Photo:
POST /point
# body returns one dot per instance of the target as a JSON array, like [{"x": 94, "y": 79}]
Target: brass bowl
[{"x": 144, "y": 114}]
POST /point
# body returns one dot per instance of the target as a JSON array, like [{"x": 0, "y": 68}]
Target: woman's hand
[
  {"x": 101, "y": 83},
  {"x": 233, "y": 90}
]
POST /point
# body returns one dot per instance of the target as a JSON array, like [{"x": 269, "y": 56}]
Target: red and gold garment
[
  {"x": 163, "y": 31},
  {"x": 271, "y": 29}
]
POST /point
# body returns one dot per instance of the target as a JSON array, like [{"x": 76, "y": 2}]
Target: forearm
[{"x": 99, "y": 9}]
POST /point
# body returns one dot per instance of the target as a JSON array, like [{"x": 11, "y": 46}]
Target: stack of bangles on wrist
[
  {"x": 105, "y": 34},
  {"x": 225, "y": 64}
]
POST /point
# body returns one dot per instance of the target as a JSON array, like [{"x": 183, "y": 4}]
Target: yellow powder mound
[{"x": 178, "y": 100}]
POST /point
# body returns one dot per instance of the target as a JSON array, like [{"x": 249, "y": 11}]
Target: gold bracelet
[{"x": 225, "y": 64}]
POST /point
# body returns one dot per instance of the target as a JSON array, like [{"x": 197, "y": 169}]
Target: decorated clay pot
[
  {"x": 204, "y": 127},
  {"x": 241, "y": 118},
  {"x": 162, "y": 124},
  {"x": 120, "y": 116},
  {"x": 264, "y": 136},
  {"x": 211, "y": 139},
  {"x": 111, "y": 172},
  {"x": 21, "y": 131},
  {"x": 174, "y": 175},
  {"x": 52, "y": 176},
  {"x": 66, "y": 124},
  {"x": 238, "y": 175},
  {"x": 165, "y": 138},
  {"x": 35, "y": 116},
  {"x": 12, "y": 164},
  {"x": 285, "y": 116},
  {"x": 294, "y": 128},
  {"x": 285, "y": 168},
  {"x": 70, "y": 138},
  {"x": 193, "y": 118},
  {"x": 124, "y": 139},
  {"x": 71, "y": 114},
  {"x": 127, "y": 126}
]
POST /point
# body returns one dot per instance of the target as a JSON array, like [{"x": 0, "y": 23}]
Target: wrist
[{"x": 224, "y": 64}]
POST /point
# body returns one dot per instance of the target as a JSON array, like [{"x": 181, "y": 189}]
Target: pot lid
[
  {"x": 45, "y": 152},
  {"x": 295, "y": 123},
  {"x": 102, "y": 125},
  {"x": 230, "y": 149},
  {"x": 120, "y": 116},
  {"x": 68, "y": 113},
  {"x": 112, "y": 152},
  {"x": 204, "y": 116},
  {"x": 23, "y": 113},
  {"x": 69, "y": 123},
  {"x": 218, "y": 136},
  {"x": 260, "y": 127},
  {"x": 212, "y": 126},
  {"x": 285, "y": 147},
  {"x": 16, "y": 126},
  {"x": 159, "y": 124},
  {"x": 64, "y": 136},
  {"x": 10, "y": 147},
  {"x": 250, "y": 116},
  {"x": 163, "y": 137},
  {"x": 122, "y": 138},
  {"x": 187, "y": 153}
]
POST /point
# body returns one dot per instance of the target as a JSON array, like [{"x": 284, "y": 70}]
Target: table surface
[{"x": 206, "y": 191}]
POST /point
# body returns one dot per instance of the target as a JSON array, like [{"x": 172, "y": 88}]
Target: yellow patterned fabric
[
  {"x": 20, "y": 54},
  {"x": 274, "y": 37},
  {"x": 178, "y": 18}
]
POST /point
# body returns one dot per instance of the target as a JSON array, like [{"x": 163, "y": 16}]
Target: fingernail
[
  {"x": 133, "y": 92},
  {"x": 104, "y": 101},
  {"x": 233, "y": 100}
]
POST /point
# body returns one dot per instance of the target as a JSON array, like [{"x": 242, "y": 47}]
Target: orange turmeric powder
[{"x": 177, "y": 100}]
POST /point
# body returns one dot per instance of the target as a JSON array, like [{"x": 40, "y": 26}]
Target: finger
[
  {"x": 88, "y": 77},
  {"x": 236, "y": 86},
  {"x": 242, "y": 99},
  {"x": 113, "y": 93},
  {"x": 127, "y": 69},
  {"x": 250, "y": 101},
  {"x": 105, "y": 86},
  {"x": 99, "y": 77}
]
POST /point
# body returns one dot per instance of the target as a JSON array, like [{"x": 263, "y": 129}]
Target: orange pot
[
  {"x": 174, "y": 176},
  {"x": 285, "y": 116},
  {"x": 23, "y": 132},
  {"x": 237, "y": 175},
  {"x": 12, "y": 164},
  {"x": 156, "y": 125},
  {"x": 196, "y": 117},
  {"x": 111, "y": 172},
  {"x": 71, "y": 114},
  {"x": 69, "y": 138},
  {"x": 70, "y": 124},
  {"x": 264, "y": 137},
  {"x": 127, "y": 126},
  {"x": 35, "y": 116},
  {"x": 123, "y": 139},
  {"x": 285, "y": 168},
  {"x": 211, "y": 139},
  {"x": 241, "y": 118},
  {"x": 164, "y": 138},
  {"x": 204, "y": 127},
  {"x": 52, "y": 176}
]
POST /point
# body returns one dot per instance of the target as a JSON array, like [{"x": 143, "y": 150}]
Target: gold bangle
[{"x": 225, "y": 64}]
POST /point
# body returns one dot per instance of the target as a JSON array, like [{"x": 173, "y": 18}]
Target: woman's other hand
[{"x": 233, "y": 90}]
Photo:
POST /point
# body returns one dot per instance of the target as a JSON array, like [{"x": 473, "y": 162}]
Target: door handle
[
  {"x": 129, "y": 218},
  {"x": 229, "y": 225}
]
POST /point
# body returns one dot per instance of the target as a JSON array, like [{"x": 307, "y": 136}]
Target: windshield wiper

::::::::::

● **Problem to work on**
All of the lines above need to be given again exactly.

● **Response**
Photo:
POST /point
# body returns one dot per instance of the target as a JSON array, like [{"x": 94, "y": 79}]
Target: brass bowl
[{"x": 144, "y": 114}]
POST /point
# body returns one dot per instance of the target as a JSON array, like [{"x": 0, "y": 68}]
Target: woman's hand
[
  {"x": 101, "y": 83},
  {"x": 233, "y": 90}
]
POST /point
# body returns one dot per instance of the target as a JSON array, like [{"x": 269, "y": 56}]
Target: red and gold garment
[
  {"x": 163, "y": 31},
  {"x": 271, "y": 29}
]
POST /point
# body returns one dot per instance of the target as a JSON array, like [{"x": 76, "y": 2}]
Target: forearm
[{"x": 99, "y": 9}]
POST /point
# body returns one dot per instance of the target as a JSON array, like [{"x": 11, "y": 46}]
Target: stack of bangles on wrist
[
  {"x": 105, "y": 34},
  {"x": 225, "y": 64}
]
POST /point
# body returns one dot per instance of the target as a JSON array, like [{"x": 183, "y": 4}]
Target: yellow powder mound
[{"x": 178, "y": 100}]
POST /point
# body returns one dot per instance of the target as a JSON array, like [{"x": 249, "y": 11}]
Target: gold bracelet
[{"x": 225, "y": 64}]
POST /point
# body returns one dot per instance of the target as a JSON array, like [{"x": 197, "y": 169}]
Target: decorated clay pot
[
  {"x": 204, "y": 127},
  {"x": 241, "y": 118},
  {"x": 162, "y": 124},
  {"x": 120, "y": 116},
  {"x": 264, "y": 136},
  {"x": 211, "y": 139},
  {"x": 111, "y": 172},
  {"x": 21, "y": 131},
  {"x": 174, "y": 175},
  {"x": 52, "y": 176},
  {"x": 66, "y": 124},
  {"x": 238, "y": 175},
  {"x": 165, "y": 138},
  {"x": 35, "y": 116},
  {"x": 12, "y": 164},
  {"x": 285, "y": 116},
  {"x": 294, "y": 128},
  {"x": 285, "y": 168},
  {"x": 70, "y": 138},
  {"x": 193, "y": 118},
  {"x": 124, "y": 139},
  {"x": 71, "y": 114},
  {"x": 127, "y": 126}
]
POST /point
# body returns one dot per instance of the target as a JSON array, like [{"x": 0, "y": 23}]
Target: wrist
[{"x": 224, "y": 64}]
POST /point
# body returns one dot per instance of the target as a JSON array, like [{"x": 181, "y": 189}]
Target: pot lid
[
  {"x": 45, "y": 152},
  {"x": 295, "y": 123},
  {"x": 102, "y": 125},
  {"x": 230, "y": 149},
  {"x": 120, "y": 116},
  {"x": 68, "y": 113},
  {"x": 112, "y": 152},
  {"x": 204, "y": 116},
  {"x": 23, "y": 113},
  {"x": 69, "y": 123},
  {"x": 218, "y": 136},
  {"x": 260, "y": 127},
  {"x": 212, "y": 126},
  {"x": 285, "y": 147},
  {"x": 16, "y": 126},
  {"x": 159, "y": 124},
  {"x": 64, "y": 136},
  {"x": 10, "y": 147},
  {"x": 250, "y": 116},
  {"x": 163, "y": 137},
  {"x": 122, "y": 138},
  {"x": 187, "y": 153}
]
POST /point
# body returns one dot per instance of the target as a JSON array, like [{"x": 284, "y": 70}]
Target: table surface
[{"x": 206, "y": 191}]
POST /point
# body returns one dot per instance of the target as a JSON array, like [{"x": 172, "y": 88}]
Target: yellow patterned fabric
[
  {"x": 20, "y": 54},
  {"x": 274, "y": 37},
  {"x": 178, "y": 18}
]
POST /point
# body returns one dot per instance of the target as a JSON array, like [{"x": 163, "y": 16}]
Target: fingernail
[
  {"x": 133, "y": 92},
  {"x": 104, "y": 101},
  {"x": 233, "y": 100}
]
POST /point
# body returns one dot per instance of the target as a JSON array, like [{"x": 242, "y": 47}]
Target: orange turmeric powder
[{"x": 177, "y": 100}]
POST /point
# body returns one dot per instance of the target as a JSON array, like [{"x": 40, "y": 26}]
Target: finger
[
  {"x": 88, "y": 77},
  {"x": 236, "y": 86},
  {"x": 242, "y": 99},
  {"x": 113, "y": 93},
  {"x": 127, "y": 69},
  {"x": 250, "y": 101},
  {"x": 105, "y": 86},
  {"x": 99, "y": 77}
]
POST /point
# body returns one dot per instance of the target as a JSON array, like [{"x": 263, "y": 129}]
Target: orange pot
[
  {"x": 174, "y": 176},
  {"x": 285, "y": 116},
  {"x": 23, "y": 132},
  {"x": 237, "y": 175},
  {"x": 12, "y": 164},
  {"x": 156, "y": 125},
  {"x": 196, "y": 117},
  {"x": 111, "y": 172},
  {"x": 71, "y": 114},
  {"x": 69, "y": 138},
  {"x": 70, "y": 124},
  {"x": 264, "y": 137},
  {"x": 127, "y": 126},
  {"x": 35, "y": 116},
  {"x": 123, "y": 139},
  {"x": 285, "y": 168},
  {"x": 211, "y": 139},
  {"x": 241, "y": 118},
  {"x": 164, "y": 138},
  {"x": 204, "y": 127},
  {"x": 52, "y": 176}
]
POST /point
# body returns one dot per instance of the target as a JSON array, like [{"x": 143, "y": 150}]
Target: gold bangle
[{"x": 225, "y": 64}]
POST /point
# body returns one dot per instance of the target as a JSON array, like [{"x": 173, "y": 18}]
Target: woman's other hand
[{"x": 233, "y": 90}]
Photo:
POST /point
# body returns one dot per instance of the target as a JSON array, like [{"x": 473, "y": 162}]
Target: door handle
[
  {"x": 129, "y": 218},
  {"x": 229, "y": 225}
]
POST /point
# body returns one dot per instance of the target as a JSON array, like [{"x": 307, "y": 136}]
Target: windshield wiper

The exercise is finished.